ИСХОДНЫЙ ТЕКСТ:
Не дождавшись, когда еще раз ударят по притаившимся
фашистам наши орудия и танки, я бросилась через улицу вперед, но едва добежала
до ее середины, неловко наступила каблуком на кусок кирпича, потеряла
равновесие и упала. И тут же рядом с моим плечом — сухой щелчок. Брызги
раздробленного пулей снайпера кирпича больно хлестнули по лицу... Молниеносно
пронеслась мысль: лежать, сделав вид, что ты убита, или, поднявшись, двигаться дальше?
Берет верх второе, и я, мгновенно вскочив, бросилась вперед и снова упала, но
уже за развалинами дома.
Ко мне подбежал майор Майофис:
— Ты жива? Ранена?
А я и сама еще не пойму, что произошло. На ладонях
кровь, сильная боль в коленях, которые разбила при падении...
— Да нет, все, кажется, в порядке, Яков
Михайлович... Видно, я все-таки заколдованная. На этот раз даже пуля снайпера
не взяла...
Штаб 902-го полка подполковника Г. М. Ленева находился в
подвале одного из домов.
Мы с Майофисом и заместителем командира полка по
политчасти майором М. А. Глагольевым обходили бойцов, которые закрепились в
развалинах зданий. Здесь обстановка осложнялась: воинам полка более суток не
удается пробиться к Вильгельмштрассе, потому что фашисты бросают все на спасение
фюрера и его приспешников. На Вильгельмштрассе расположена имперская
канцелярия, логово Гитлера, поэтому на подступах к ней оборонялись отборнейшие
части эсэсовских головорезов. Всего несколько [129] сот метров отделяли
наши полки от Вильгельмштрассе. Но как их преодолеть?
Это было 30 апреля 1945 года.
Командир 248-й дивизии генерал-майор Н. З. Галай
требовал от подполковника Г. М. Ленева «кварталов, метров» продвижения, даже
грозил отстранить его от командования полком, но роты залегли в развалинах
домов, а огонь противника просто не дает поднять бойцам головы.

ИЗВЛЕЧЁННЫЕ ЗАПИСИ:
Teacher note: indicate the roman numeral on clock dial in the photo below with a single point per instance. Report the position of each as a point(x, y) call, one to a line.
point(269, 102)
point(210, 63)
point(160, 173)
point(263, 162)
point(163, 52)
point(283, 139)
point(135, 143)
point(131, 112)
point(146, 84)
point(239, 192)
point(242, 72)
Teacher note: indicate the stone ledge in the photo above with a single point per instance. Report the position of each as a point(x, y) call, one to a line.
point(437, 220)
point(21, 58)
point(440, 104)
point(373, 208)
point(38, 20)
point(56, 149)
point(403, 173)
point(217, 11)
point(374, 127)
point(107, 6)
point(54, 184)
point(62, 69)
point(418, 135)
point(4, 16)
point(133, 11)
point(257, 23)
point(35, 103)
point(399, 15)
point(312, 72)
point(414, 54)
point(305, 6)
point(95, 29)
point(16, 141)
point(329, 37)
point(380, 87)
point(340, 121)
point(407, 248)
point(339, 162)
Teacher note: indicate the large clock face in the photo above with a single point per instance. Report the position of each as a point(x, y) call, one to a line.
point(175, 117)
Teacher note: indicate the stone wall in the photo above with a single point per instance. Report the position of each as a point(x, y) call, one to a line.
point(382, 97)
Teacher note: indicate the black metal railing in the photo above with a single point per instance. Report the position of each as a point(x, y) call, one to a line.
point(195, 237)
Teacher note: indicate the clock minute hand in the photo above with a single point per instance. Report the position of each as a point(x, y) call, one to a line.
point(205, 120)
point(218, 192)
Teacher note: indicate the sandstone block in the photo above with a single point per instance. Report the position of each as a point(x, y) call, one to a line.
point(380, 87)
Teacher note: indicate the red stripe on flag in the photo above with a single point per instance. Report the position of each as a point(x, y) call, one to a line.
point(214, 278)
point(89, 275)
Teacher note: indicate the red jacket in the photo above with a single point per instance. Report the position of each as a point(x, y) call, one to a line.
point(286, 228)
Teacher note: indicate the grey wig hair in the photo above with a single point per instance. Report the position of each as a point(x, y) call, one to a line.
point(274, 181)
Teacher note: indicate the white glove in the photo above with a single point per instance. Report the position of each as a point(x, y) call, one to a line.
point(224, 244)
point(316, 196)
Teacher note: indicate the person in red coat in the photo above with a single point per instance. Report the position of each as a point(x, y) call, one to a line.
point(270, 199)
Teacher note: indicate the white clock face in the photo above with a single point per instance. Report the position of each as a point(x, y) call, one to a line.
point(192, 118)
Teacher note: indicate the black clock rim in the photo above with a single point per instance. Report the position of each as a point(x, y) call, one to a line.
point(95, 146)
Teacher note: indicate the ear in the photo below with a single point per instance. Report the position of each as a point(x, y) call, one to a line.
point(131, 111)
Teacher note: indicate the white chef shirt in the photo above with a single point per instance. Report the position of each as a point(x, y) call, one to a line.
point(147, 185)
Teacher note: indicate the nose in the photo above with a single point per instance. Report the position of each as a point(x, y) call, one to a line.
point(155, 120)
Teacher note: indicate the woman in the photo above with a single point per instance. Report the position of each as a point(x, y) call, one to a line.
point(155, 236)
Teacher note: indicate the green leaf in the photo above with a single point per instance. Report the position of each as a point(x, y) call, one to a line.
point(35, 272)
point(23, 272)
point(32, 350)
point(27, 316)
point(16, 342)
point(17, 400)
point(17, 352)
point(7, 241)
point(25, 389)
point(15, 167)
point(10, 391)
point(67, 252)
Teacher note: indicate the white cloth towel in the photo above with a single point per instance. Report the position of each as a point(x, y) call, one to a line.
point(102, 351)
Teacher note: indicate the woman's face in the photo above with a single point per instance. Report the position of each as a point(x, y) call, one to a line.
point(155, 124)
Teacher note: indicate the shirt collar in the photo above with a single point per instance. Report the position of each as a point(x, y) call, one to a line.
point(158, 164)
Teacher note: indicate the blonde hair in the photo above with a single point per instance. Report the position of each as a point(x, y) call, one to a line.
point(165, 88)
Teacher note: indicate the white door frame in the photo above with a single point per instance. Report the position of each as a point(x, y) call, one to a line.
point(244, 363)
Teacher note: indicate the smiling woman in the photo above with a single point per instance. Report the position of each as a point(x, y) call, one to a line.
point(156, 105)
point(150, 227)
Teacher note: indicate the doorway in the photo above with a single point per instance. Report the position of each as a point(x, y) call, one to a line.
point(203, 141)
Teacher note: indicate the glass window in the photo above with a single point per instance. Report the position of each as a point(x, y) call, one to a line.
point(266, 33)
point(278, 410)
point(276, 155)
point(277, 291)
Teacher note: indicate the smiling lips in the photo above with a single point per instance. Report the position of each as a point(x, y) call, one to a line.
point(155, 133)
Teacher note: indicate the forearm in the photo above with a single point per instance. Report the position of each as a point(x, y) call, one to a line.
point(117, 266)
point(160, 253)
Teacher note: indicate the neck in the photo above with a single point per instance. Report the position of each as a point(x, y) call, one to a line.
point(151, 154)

СУТЬ ЗАДАНИЯ: Пожалуйста, изложите суть исходного текста в двух предложениях.

ОТВЕТ НА ЗАДАНИЕ: Рассказчица бросилась через улицу, споткнулась о кирпич и упала, пуля снайпера раздробила кирпич рядом с её плечом, но она вскочила и добралась до развалин дома, отделавшись кровью на ладонях и разбитыми коленями. 30 апреля 1945 года воины 902-го полка больше суток не могли пробиться к Вильгельмштрассе, где находилась имперская канцелярия под защитой отборных эсэсовских частей, а командир 248-й дивизии требовал от командира полка продвижения и грозил отстранить его от командования.